__Entries shown__
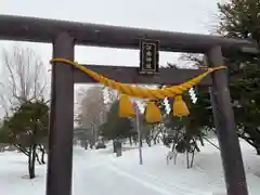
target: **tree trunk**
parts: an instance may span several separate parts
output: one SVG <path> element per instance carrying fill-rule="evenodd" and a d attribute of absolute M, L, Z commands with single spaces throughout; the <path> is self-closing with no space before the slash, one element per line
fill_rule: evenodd
<path fill-rule="evenodd" d="M 29 148 L 29 156 L 28 156 L 29 179 L 34 179 L 36 177 L 35 174 L 36 148 L 37 148 L 37 144 L 32 144 Z"/>
<path fill-rule="evenodd" d="M 129 143 L 132 146 L 132 136 L 129 136 Z"/>

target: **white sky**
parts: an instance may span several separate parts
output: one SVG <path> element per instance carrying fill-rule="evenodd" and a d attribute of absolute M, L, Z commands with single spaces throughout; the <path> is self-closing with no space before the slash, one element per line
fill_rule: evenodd
<path fill-rule="evenodd" d="M 37 16 L 98 24 L 132 26 L 171 31 L 209 34 L 214 24 L 218 0 L 0 0 L 0 14 Z M 1 28 L 1 26 L 0 26 Z M 0 41 L 0 50 L 12 46 Z M 47 64 L 52 48 L 25 43 Z M 104 48 L 76 48 L 76 61 L 108 65 L 139 64 L 139 52 Z M 160 64 L 178 62 L 178 54 L 160 53 Z M 2 66 L 0 62 L 0 67 Z M 1 112 L 0 112 L 1 116 Z"/>

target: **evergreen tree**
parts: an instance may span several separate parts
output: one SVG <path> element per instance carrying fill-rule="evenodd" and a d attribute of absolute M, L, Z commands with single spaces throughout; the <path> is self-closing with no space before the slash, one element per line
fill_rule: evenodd
<path fill-rule="evenodd" d="M 250 39 L 260 46 L 260 0 L 231 0 L 219 3 L 218 32 L 229 38 Z M 202 58 L 192 58 L 197 66 L 205 67 Z M 238 135 L 251 144 L 260 154 L 260 55 L 240 53 L 225 56 L 229 66 L 230 90 Z M 208 91 L 196 88 L 196 121 L 203 127 L 213 127 Z"/>

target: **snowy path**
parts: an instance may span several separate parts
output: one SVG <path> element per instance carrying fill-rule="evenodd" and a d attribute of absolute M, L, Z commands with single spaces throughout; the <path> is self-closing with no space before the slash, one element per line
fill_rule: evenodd
<path fill-rule="evenodd" d="M 81 162 L 75 165 L 75 195 L 84 195 L 86 191 L 91 195 L 208 195 L 178 187 L 145 172 L 128 170 L 115 164 L 115 158 L 95 155 L 90 158 L 77 160 Z"/>
<path fill-rule="evenodd" d="M 260 192 L 260 157 L 242 142 L 250 195 Z M 73 195 L 212 195 L 224 192 L 219 151 L 206 145 L 195 157 L 193 169 L 186 169 L 185 156 L 178 164 L 166 164 L 168 148 L 143 148 L 144 165 L 139 165 L 138 150 L 127 148 L 117 158 L 112 148 L 84 151 L 74 148 Z M 1 194 L 46 195 L 46 166 L 37 165 L 34 180 L 27 179 L 27 158 L 15 152 L 0 153 Z"/>

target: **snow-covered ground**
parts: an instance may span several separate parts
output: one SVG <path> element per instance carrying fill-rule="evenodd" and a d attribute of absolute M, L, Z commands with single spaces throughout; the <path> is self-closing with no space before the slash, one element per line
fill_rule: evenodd
<path fill-rule="evenodd" d="M 214 141 L 216 142 L 216 141 Z M 260 157 L 240 142 L 250 195 L 260 194 Z M 177 165 L 166 164 L 168 148 L 144 147 L 144 165 L 139 151 L 127 150 L 117 158 L 112 148 L 74 150 L 73 195 L 212 195 L 224 192 L 220 153 L 207 144 L 195 156 L 194 167 L 186 169 L 185 156 Z M 27 159 L 15 152 L 0 153 L 0 188 L 4 195 L 44 195 L 46 166 L 37 166 L 37 178 L 28 180 Z"/>

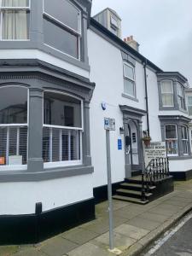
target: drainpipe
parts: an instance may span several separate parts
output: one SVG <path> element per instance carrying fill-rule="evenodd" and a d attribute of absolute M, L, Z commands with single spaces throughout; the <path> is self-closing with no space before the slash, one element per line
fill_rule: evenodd
<path fill-rule="evenodd" d="M 145 59 L 145 62 L 143 63 L 143 68 L 144 68 L 144 77 L 145 77 L 145 101 L 146 101 L 146 111 L 147 111 L 147 127 L 148 127 L 148 135 L 150 136 L 149 119 L 148 119 L 148 79 L 147 79 L 147 72 L 146 72 L 147 64 L 148 64 L 148 60 Z"/>

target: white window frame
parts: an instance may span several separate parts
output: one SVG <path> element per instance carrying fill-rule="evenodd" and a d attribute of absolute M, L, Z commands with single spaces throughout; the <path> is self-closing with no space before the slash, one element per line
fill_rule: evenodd
<path fill-rule="evenodd" d="M 82 13 L 81 10 L 76 6 L 74 5 L 71 1 L 67 0 L 70 4 L 72 4 L 78 11 L 79 11 L 79 16 L 78 16 L 78 22 L 79 22 L 79 31 L 74 30 L 73 28 L 68 26 L 67 25 L 66 25 L 65 23 L 60 21 L 59 20 L 55 19 L 55 17 L 53 17 L 52 15 L 49 15 L 48 13 L 45 12 L 45 9 L 44 9 L 44 0 L 43 0 L 43 15 L 44 15 L 45 17 L 49 18 L 50 20 L 54 20 L 55 21 L 55 23 L 58 23 L 59 25 L 61 25 L 63 26 L 63 30 L 66 31 L 70 31 L 72 33 L 73 33 L 74 35 L 76 35 L 79 38 L 79 42 L 78 42 L 78 45 L 79 45 L 79 49 L 78 49 L 78 58 L 75 58 L 70 55 L 68 55 L 67 53 L 65 53 L 64 51 L 61 51 L 58 49 L 54 48 L 51 45 L 49 45 L 47 44 L 44 44 L 44 45 L 46 45 L 47 47 L 49 47 L 60 53 L 62 53 L 71 58 L 73 58 L 75 60 L 80 61 L 81 59 L 81 51 L 80 51 L 80 43 L 81 43 L 81 38 L 82 38 Z"/>
<path fill-rule="evenodd" d="M 3 10 L 26 10 L 31 12 L 31 0 L 29 0 L 29 6 L 20 6 L 20 7 L 2 7 L 1 6 L 2 1 L 0 0 L 0 41 L 5 41 L 5 42 L 27 42 L 30 41 L 30 38 L 28 39 L 3 39 Z M 29 27 L 30 27 L 30 22 L 31 19 L 29 18 Z M 28 31 L 29 33 L 29 31 Z"/>
<path fill-rule="evenodd" d="M 163 92 L 162 91 L 162 84 L 164 82 L 169 82 L 172 84 L 172 92 Z M 162 107 L 163 108 L 172 108 L 175 106 L 175 103 L 174 103 L 174 88 L 173 88 L 173 83 L 172 80 L 162 80 L 160 81 L 160 94 L 161 94 L 161 99 L 162 99 Z M 163 104 L 163 95 L 172 95 L 172 105 L 164 105 Z"/>
<path fill-rule="evenodd" d="M 183 129 L 183 127 L 184 127 L 186 129 L 187 138 L 182 137 L 182 143 L 183 143 L 183 142 L 186 142 L 187 143 L 187 149 L 188 149 L 188 153 L 185 153 L 185 154 L 183 153 L 183 155 L 189 155 L 189 134 L 188 134 L 189 131 L 188 131 L 187 126 L 182 125 L 181 128 Z"/>
<path fill-rule="evenodd" d="M 26 126 L 27 131 L 29 127 L 29 90 L 25 86 L 20 85 L 5 85 L 0 87 L 0 91 L 2 88 L 7 87 L 21 87 L 27 90 L 27 122 L 26 124 L 0 124 L 0 127 L 20 127 L 20 126 Z M 26 159 L 28 160 L 28 141 L 29 141 L 29 132 L 27 131 L 27 142 L 26 142 Z M 18 165 L 18 166 L 0 166 L 0 172 L 4 171 L 26 171 L 27 170 L 27 164 L 26 165 Z"/>
<path fill-rule="evenodd" d="M 131 68 L 132 68 L 134 79 L 132 78 L 129 78 L 129 77 L 125 76 L 125 65 L 131 67 Z M 124 69 L 124 79 L 128 80 L 128 81 L 130 80 L 131 82 L 132 82 L 133 83 L 133 87 L 134 87 L 133 88 L 134 93 L 133 93 L 133 95 L 131 95 L 131 94 L 126 93 L 125 91 L 125 85 L 124 85 L 124 93 L 125 95 L 128 95 L 131 98 L 136 98 L 136 73 L 135 73 L 135 67 L 132 65 L 124 61 L 123 62 L 123 69 Z"/>
<path fill-rule="evenodd" d="M 44 169 L 49 169 L 49 168 L 55 168 L 55 167 L 62 167 L 62 166 L 79 166 L 83 164 L 83 140 L 82 140 L 82 135 L 84 132 L 84 102 L 82 99 L 72 96 L 70 94 L 61 92 L 57 90 L 45 90 L 44 91 L 44 100 L 43 100 L 43 121 L 44 121 L 44 92 L 51 92 L 55 94 L 62 94 L 67 96 L 70 96 L 72 98 L 77 99 L 80 101 L 81 102 L 81 126 L 82 127 L 70 127 L 70 126 L 61 126 L 61 125 L 46 125 L 43 124 L 43 129 L 44 127 L 47 128 L 56 128 L 61 130 L 72 130 L 72 131 L 80 131 L 80 160 L 67 160 L 67 161 L 55 161 L 55 162 L 44 162 Z"/>
<path fill-rule="evenodd" d="M 168 125 L 174 125 L 175 126 L 176 138 L 166 138 L 166 126 L 168 126 Z M 177 135 L 177 125 L 176 124 L 166 124 L 165 125 L 165 139 L 166 139 L 166 141 L 169 141 L 169 140 L 176 141 L 177 145 L 177 154 L 169 154 L 168 151 L 167 151 L 167 156 L 178 156 L 178 135 Z"/>
<path fill-rule="evenodd" d="M 192 108 L 192 104 L 189 104 L 189 97 L 192 98 L 192 95 L 188 95 L 188 96 L 187 96 L 187 101 L 188 101 L 188 102 L 188 102 L 188 114 L 189 114 L 189 116 L 192 116 L 192 114 L 189 114 L 189 107 L 191 107 L 191 108 Z"/>

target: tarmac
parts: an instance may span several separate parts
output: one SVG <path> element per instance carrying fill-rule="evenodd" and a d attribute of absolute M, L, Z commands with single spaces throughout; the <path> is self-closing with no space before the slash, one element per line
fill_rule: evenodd
<path fill-rule="evenodd" d="M 0 256 L 115 256 L 140 253 L 192 210 L 192 180 L 175 182 L 174 192 L 147 205 L 113 201 L 117 250 L 108 251 L 108 201 L 96 219 L 36 245 L 0 247 Z"/>

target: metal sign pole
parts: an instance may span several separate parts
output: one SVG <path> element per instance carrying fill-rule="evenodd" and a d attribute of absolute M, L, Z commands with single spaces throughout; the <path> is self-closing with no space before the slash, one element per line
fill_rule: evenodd
<path fill-rule="evenodd" d="M 107 149 L 107 168 L 108 168 L 108 215 L 109 215 L 109 247 L 113 247 L 113 201 L 112 201 L 112 182 L 111 182 L 111 155 L 110 155 L 110 133 L 106 130 L 106 149 Z"/>

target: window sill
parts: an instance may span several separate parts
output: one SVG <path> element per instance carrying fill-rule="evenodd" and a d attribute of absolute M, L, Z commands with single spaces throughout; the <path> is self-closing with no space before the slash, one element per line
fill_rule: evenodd
<path fill-rule="evenodd" d="M 134 102 L 139 102 L 138 99 L 137 99 L 137 98 L 134 97 L 134 96 L 129 96 L 128 94 L 122 93 L 121 96 L 122 96 L 122 97 L 124 97 L 124 98 L 127 98 L 127 99 L 129 99 L 129 100 L 131 100 L 131 101 L 134 101 Z"/>
<path fill-rule="evenodd" d="M 80 175 L 91 174 L 94 172 L 92 166 L 73 166 L 70 167 L 57 167 L 44 169 L 39 172 L 27 171 L 0 172 L 0 183 L 15 182 L 40 182 L 57 178 L 70 177 Z"/>

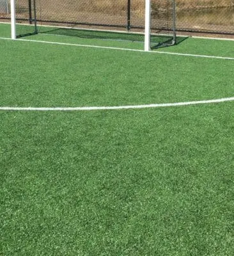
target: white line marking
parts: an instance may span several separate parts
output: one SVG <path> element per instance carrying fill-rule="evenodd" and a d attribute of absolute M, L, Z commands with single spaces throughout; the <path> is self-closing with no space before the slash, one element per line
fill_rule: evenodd
<path fill-rule="evenodd" d="M 234 38 L 230 38 L 228 37 L 208 37 L 208 36 L 191 36 L 192 38 L 198 38 L 198 39 L 208 39 L 208 40 L 222 40 L 222 41 L 234 41 Z"/>
<path fill-rule="evenodd" d="M 129 105 L 129 106 L 101 106 L 101 107 L 55 107 L 55 108 L 33 108 L 33 107 L 0 107 L 0 111 L 87 111 L 87 110 L 116 110 L 116 109 L 134 109 L 142 108 L 165 108 L 176 107 L 181 106 L 190 106 L 205 104 L 211 103 L 220 103 L 228 101 L 233 101 L 234 97 L 230 98 L 222 98 L 208 100 L 189 101 L 185 102 L 175 103 L 161 103 L 146 105 Z"/>
<path fill-rule="evenodd" d="M 12 40 L 11 38 L 4 38 L 4 37 L 0 37 L 0 39 Z M 132 52 L 133 52 L 133 51 L 134 52 L 146 52 L 146 53 L 149 52 L 150 54 L 150 53 L 157 53 L 157 54 L 162 54 L 177 55 L 177 56 L 189 56 L 189 57 L 207 58 L 211 58 L 211 59 L 234 60 L 234 57 L 233 58 L 233 57 L 222 57 L 222 56 L 210 56 L 210 55 L 191 54 L 187 54 L 187 53 L 171 52 L 164 52 L 164 51 L 150 51 L 149 52 L 145 52 L 144 50 L 128 49 L 128 48 L 90 45 L 68 44 L 68 43 L 59 43 L 58 42 L 33 40 L 27 40 L 27 39 L 17 39 L 17 41 L 32 42 L 37 42 L 37 43 L 42 43 L 42 44 L 55 44 L 55 45 L 69 45 L 69 46 L 77 46 L 77 47 L 78 46 L 78 47 L 88 47 L 88 48 L 98 48 L 98 49 L 111 49 L 111 50 L 128 51 L 132 51 Z"/>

__Problem description__
Rewrite only the lines from the one containing "target: **evergreen tree**" up to and including the one containing "250 39 L 260", keeping the request lines unchanged. In the answer paths, multiply every coordinate by 0.8 and round it to a whole number, rounding halves up.

__Exercise answer__
target: **evergreen tree**
parts: an instance may span several separate parts
output: one SVG <path> element per instance carrying fill-rule="evenodd" and a d attribute of absolute M, L, Z commands with single spaces throughout; the <path> is self-closing with no space before the slash, one element per line
fill_rule: evenodd
<path fill-rule="evenodd" d="M 200 31 L 208 37 L 208 0 L 185 0 L 175 2 L 174 26 L 183 30 Z M 162 46 L 154 46 L 158 53 L 164 54 Z M 190 108 L 201 115 L 208 123 L 208 44 L 192 42 L 180 45 L 183 53 L 184 72 Z M 166 73 L 157 70 L 157 97 L 162 102 L 170 102 Z"/>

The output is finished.